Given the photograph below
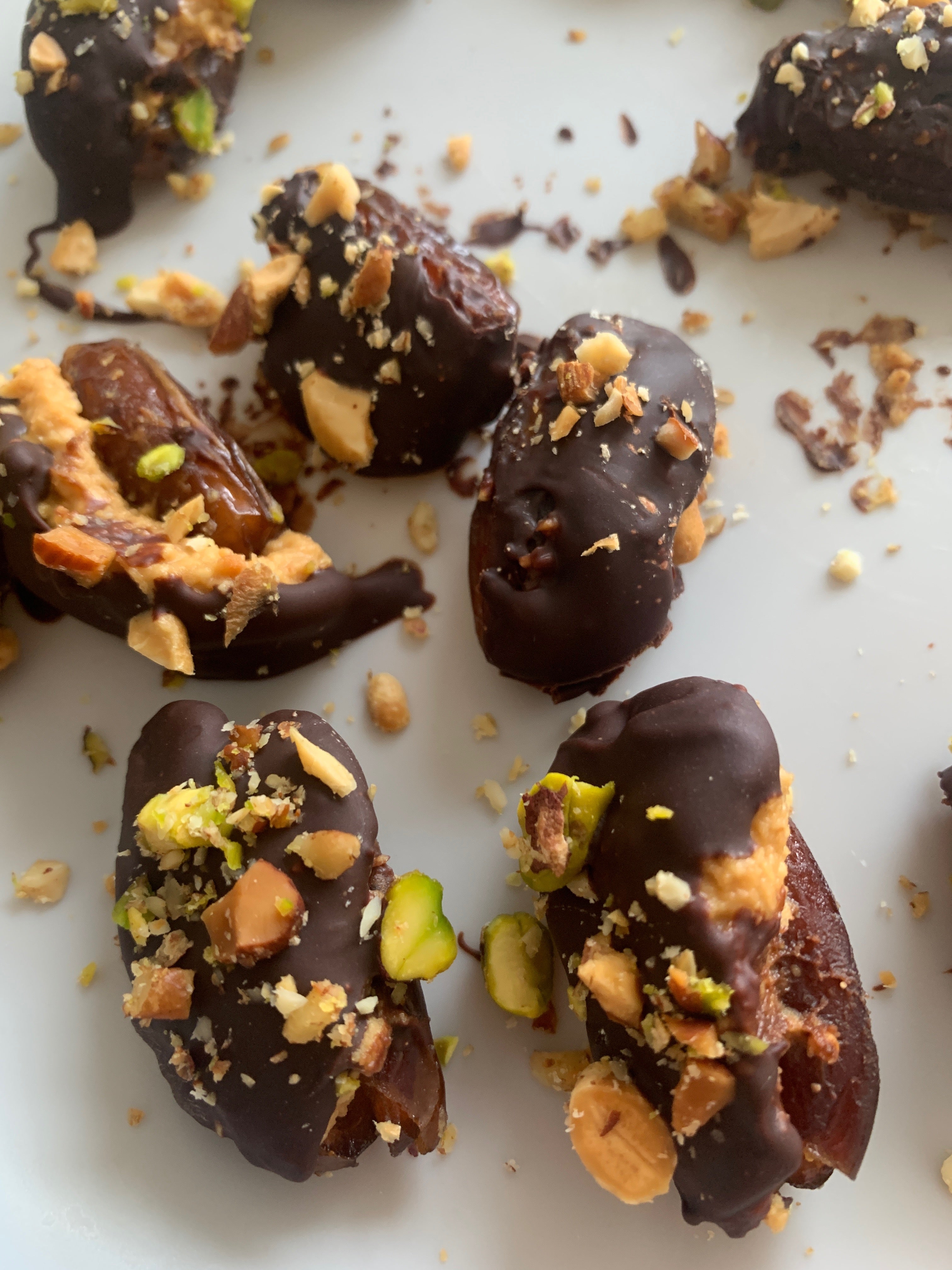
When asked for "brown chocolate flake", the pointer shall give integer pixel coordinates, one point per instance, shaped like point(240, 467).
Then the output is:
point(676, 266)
--
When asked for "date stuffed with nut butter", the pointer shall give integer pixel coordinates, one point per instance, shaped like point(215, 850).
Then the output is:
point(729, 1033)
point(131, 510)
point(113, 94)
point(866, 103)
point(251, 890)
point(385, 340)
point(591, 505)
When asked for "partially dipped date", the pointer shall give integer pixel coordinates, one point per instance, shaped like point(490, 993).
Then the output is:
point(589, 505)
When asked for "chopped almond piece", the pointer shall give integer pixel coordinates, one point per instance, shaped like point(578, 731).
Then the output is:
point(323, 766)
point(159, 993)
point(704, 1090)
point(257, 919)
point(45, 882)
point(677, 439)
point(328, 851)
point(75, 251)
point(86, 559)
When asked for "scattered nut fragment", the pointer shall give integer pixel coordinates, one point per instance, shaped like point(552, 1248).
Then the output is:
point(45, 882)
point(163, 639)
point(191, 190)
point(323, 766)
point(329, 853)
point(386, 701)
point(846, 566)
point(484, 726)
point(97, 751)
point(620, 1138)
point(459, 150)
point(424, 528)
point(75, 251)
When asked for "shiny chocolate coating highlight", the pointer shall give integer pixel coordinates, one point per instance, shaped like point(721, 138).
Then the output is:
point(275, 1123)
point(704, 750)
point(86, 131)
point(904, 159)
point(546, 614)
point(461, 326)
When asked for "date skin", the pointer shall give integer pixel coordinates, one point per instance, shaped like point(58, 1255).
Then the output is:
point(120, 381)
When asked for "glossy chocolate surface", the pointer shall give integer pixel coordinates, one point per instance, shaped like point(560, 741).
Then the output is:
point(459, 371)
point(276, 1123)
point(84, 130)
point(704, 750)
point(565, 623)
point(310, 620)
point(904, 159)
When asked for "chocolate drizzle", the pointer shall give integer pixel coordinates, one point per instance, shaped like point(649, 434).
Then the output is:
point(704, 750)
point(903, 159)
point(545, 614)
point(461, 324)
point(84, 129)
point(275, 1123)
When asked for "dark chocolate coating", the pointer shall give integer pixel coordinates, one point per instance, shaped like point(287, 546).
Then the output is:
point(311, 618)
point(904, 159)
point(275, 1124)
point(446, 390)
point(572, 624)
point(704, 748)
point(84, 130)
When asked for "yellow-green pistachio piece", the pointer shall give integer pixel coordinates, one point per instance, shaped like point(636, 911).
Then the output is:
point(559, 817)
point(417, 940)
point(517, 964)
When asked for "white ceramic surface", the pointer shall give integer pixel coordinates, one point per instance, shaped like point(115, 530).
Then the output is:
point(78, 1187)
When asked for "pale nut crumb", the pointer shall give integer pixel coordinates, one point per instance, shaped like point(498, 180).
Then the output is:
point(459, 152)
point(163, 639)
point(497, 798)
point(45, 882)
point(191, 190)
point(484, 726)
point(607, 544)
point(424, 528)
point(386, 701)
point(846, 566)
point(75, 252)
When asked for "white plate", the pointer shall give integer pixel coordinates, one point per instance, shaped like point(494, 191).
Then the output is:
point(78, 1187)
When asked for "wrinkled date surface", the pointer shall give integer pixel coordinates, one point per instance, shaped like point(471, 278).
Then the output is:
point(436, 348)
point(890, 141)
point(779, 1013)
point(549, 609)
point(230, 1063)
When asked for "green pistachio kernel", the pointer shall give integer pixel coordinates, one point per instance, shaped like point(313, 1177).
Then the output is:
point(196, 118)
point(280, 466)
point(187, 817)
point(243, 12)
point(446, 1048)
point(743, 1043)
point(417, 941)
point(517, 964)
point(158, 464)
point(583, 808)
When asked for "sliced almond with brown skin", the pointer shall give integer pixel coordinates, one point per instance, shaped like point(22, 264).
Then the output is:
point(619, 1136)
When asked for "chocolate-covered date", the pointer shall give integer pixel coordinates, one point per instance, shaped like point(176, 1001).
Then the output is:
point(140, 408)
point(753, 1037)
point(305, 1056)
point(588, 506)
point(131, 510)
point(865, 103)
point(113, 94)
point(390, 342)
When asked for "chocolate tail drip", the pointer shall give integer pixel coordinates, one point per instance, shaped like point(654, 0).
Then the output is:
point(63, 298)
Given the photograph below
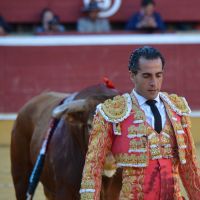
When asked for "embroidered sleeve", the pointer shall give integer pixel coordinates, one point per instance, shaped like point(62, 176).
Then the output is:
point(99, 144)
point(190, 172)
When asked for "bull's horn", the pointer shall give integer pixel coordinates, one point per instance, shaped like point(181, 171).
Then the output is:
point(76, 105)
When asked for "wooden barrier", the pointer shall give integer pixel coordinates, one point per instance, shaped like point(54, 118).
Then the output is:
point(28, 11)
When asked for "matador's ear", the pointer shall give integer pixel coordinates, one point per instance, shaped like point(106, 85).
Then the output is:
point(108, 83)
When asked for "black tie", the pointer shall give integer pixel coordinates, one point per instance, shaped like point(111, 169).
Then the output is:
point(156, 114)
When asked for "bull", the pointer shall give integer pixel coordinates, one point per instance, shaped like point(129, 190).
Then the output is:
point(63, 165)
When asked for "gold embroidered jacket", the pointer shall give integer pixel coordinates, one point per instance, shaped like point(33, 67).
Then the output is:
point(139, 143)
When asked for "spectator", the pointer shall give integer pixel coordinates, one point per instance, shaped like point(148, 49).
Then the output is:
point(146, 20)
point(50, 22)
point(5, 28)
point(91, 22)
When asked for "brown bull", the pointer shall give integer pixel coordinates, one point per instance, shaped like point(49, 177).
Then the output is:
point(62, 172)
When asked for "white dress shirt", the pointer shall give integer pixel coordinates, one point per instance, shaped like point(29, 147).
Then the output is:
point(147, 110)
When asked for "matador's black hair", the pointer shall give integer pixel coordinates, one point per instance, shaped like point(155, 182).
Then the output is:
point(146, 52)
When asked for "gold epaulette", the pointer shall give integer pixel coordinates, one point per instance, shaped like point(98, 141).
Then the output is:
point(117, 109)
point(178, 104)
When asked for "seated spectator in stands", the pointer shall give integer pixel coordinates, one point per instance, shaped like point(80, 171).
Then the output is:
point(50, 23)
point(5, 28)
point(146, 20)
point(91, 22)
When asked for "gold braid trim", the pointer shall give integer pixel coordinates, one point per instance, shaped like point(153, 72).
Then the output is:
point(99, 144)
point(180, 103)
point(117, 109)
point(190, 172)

Given task
Copy the stretch of the listing from the line containing "like point(215, 850)." through the line containing "point(589, 505)", keeping every line word for word and including both end lines.

In response
When asked for "date stuffed with nut butter", the pointer shall give integer pixel coordinates, one point per instance, shaped like point(215, 850).
Then the output is:
point(729, 1033)
point(131, 510)
point(113, 94)
point(866, 103)
point(251, 890)
point(385, 340)
point(591, 505)
When asked for "partially dipped date", the pointer shall give integer pixel coordinates, one point per instance, shaped like point(490, 993).
Then the output is:
point(589, 505)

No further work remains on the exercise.